■ Your goal:
Taking the data below, please print only the lines from the line holding "Query: white table" to the line holding "The call MUST return, for every instance of the ridged", inclusive, with pictures omitted.

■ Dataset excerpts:
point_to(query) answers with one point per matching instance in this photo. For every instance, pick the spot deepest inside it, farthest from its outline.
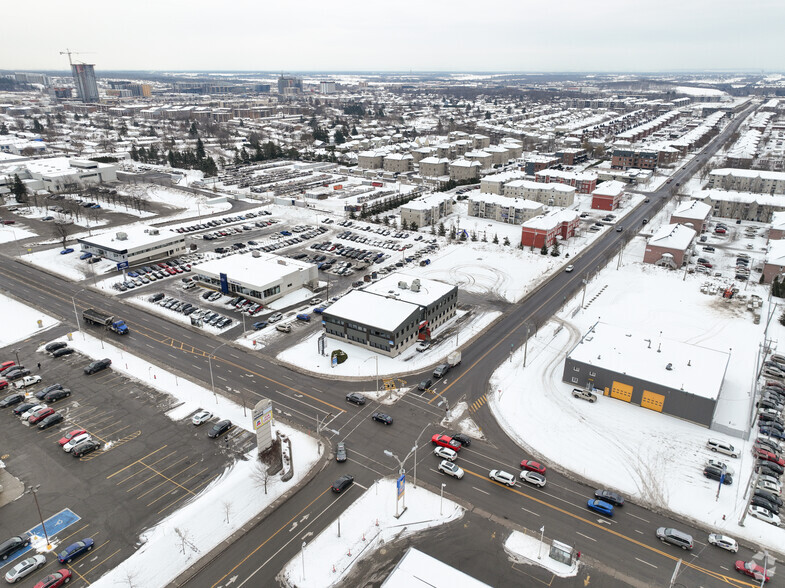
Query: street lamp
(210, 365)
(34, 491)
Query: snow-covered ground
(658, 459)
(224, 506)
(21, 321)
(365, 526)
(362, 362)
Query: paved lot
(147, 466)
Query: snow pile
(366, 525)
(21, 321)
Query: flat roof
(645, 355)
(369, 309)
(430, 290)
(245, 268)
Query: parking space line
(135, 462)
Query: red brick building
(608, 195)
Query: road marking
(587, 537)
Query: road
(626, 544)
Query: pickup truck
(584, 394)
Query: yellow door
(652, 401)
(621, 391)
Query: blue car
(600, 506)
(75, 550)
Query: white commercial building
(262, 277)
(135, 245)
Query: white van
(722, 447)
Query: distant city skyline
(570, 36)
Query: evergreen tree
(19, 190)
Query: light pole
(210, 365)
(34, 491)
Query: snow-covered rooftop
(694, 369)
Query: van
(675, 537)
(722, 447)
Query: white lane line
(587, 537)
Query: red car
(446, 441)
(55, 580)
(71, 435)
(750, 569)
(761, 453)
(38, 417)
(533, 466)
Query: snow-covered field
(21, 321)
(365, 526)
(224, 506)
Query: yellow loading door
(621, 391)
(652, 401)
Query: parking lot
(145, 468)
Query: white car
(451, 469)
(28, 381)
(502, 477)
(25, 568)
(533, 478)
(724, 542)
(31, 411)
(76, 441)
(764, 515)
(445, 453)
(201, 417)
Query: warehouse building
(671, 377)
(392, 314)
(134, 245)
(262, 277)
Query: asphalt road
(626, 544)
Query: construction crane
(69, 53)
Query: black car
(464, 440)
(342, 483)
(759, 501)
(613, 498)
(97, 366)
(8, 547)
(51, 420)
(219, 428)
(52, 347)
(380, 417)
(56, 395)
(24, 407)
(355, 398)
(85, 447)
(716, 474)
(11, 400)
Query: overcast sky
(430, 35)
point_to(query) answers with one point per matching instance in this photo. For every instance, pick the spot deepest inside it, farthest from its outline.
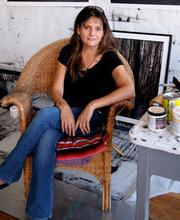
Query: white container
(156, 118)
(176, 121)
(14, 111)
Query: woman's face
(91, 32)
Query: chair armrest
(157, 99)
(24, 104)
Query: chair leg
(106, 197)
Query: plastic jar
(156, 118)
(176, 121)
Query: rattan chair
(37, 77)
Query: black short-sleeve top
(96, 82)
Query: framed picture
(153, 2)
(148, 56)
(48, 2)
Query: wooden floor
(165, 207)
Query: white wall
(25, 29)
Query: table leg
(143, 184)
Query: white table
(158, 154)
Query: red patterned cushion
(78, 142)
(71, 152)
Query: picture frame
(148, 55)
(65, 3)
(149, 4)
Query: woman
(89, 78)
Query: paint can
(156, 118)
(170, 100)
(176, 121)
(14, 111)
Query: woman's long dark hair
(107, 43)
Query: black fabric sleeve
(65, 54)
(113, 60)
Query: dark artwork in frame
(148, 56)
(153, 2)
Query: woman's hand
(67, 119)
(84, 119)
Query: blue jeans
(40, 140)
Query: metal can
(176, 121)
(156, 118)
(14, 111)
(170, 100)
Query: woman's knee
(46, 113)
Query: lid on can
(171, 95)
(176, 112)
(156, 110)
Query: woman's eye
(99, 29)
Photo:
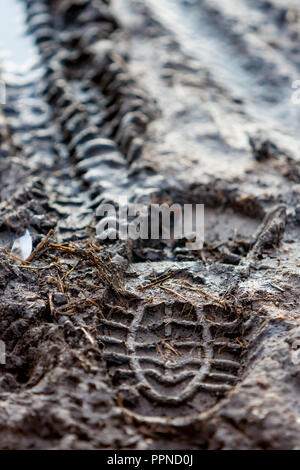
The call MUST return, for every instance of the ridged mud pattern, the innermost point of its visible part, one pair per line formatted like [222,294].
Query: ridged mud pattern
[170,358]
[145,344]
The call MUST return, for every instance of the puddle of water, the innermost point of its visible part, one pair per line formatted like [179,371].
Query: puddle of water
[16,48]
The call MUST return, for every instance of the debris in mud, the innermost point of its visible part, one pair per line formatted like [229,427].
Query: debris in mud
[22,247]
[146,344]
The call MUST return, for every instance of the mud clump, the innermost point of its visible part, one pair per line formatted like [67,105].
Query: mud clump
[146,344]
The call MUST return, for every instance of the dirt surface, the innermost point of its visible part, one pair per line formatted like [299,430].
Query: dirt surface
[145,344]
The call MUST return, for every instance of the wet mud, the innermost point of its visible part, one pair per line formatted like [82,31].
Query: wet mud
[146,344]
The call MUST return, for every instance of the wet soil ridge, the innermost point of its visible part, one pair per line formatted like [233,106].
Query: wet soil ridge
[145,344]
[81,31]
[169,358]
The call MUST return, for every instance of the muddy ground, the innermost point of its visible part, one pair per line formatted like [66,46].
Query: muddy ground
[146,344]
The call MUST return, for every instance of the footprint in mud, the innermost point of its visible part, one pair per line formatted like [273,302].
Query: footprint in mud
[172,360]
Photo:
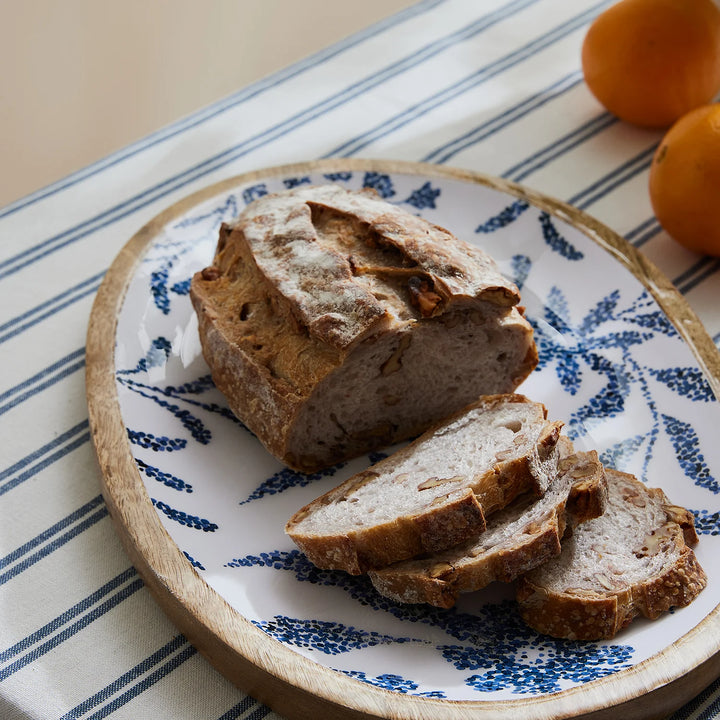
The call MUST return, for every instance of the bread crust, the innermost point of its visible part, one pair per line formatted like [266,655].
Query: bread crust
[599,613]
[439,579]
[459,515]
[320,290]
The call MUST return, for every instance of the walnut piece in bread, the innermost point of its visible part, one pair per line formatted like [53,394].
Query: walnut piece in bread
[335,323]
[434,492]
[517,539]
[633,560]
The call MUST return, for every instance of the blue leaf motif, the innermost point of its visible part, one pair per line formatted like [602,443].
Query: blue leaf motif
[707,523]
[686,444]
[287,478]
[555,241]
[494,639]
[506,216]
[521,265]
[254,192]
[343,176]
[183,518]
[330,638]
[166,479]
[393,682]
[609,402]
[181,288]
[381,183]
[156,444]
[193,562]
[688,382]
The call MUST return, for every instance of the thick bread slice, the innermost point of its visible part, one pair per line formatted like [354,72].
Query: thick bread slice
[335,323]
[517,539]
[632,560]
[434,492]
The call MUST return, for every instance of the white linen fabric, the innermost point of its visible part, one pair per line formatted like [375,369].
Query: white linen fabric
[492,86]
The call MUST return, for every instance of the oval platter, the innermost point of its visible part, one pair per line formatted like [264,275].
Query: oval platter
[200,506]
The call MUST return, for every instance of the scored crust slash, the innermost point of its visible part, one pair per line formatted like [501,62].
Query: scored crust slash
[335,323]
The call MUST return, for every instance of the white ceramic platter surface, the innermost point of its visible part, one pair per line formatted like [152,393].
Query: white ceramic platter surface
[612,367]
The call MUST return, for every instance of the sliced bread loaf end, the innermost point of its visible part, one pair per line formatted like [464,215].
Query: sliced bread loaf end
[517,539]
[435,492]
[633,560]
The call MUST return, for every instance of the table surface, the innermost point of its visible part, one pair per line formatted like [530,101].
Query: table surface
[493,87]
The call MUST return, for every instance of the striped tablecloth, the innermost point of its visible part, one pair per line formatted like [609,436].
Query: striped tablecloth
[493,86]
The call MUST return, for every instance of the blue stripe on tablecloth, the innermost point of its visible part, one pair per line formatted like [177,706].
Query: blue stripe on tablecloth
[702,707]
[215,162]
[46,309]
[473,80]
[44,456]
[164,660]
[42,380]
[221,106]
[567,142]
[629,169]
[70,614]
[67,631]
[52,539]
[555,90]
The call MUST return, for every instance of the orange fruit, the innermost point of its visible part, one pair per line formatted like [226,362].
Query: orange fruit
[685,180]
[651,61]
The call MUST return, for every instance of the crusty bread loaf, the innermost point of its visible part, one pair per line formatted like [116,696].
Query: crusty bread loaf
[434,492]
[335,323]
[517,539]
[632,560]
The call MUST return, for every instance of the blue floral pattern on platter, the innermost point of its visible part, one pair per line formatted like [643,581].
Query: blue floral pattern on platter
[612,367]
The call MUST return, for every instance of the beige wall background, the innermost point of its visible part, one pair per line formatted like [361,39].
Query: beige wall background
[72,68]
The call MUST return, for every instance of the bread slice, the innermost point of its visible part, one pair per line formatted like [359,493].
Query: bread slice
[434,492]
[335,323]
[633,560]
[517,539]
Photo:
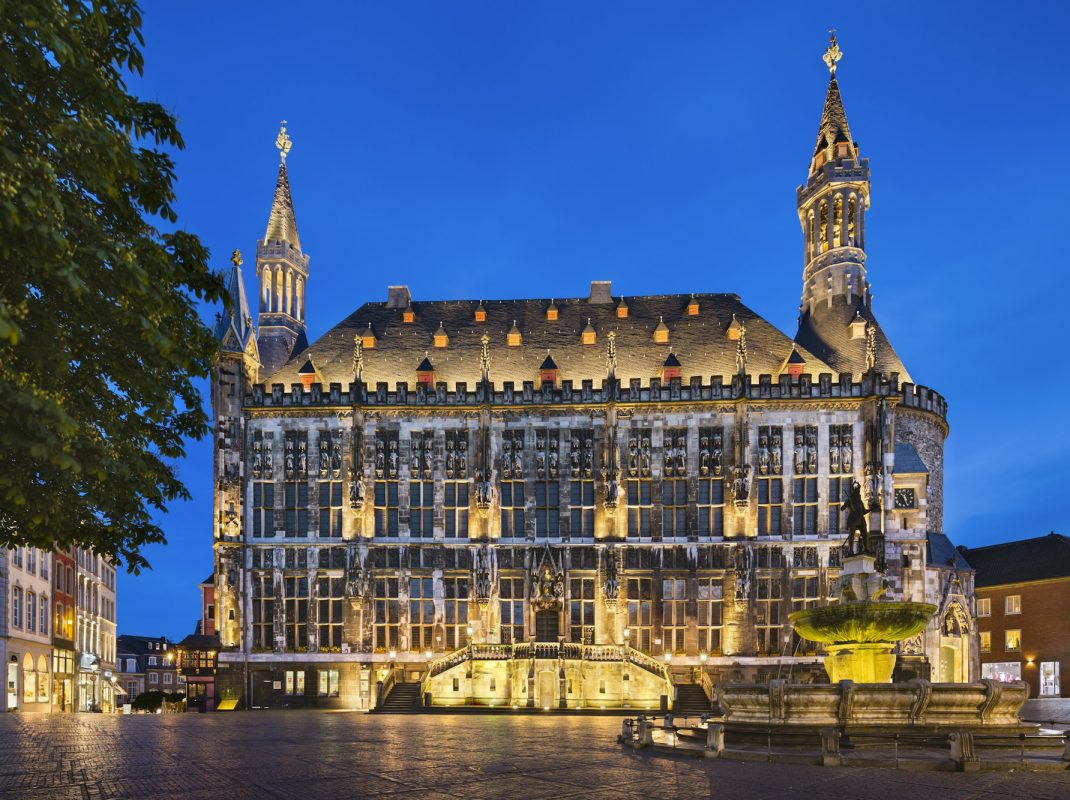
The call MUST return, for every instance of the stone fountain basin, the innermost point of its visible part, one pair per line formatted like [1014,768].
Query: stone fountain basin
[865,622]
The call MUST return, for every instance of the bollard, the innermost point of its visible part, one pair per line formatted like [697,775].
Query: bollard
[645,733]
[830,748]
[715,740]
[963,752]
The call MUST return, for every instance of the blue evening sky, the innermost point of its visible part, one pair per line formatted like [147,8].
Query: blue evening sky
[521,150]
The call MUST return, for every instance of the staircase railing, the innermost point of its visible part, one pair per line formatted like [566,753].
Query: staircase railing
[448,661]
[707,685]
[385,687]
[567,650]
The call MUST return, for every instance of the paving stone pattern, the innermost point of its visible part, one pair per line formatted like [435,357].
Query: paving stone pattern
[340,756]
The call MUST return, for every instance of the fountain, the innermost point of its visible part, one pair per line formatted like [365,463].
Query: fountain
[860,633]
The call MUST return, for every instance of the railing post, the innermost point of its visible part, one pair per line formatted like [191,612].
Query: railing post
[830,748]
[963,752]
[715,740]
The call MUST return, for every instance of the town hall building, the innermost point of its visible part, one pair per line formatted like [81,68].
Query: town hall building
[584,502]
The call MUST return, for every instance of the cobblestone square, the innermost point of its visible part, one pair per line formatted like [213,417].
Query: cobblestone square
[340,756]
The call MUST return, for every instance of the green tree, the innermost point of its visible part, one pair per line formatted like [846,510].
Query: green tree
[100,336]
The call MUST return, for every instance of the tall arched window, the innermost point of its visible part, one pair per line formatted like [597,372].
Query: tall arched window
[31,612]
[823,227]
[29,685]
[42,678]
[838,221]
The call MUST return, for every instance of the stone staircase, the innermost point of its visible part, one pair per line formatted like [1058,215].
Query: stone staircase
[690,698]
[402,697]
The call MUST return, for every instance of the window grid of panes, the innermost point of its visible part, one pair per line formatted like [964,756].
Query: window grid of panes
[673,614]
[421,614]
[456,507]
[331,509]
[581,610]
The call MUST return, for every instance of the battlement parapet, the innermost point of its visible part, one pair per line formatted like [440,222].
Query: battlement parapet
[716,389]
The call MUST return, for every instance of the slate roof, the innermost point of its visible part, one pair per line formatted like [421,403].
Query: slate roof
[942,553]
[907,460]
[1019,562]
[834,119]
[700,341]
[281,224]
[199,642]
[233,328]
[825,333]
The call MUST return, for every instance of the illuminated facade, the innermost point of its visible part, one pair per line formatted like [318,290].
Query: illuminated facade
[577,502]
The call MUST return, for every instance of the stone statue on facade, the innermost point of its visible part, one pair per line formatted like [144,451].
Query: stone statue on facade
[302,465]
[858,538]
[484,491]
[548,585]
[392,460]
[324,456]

■ Output below:
Query: white table
(158, 154)
Query: red patterned cushion
(78, 142)
(71, 152)
Query: picture frame
(148, 55)
(65, 3)
(149, 4)
Query: woman
(89, 78)
Query: paint can
(156, 118)
(170, 100)
(176, 121)
(14, 111)
Query: woman's long dark hair
(107, 43)
Query: black fabric sleeve
(65, 54)
(113, 60)
Query: dark artwork in frame
(148, 56)
(153, 2)
Query: woman's hand
(67, 119)
(84, 119)
Query: blue jeans
(40, 140)
Query: metal can
(176, 121)
(156, 118)
(14, 111)
(170, 100)
Query: woman's knee
(46, 113)
Query: lid on can
(171, 95)
(176, 112)
(156, 110)
Query: woman's eye
(99, 29)
Photo:
The call MUST return, for every instance of the ridged mud pattern, the innermost point of its visible part, one pair per line formatted like [222,294].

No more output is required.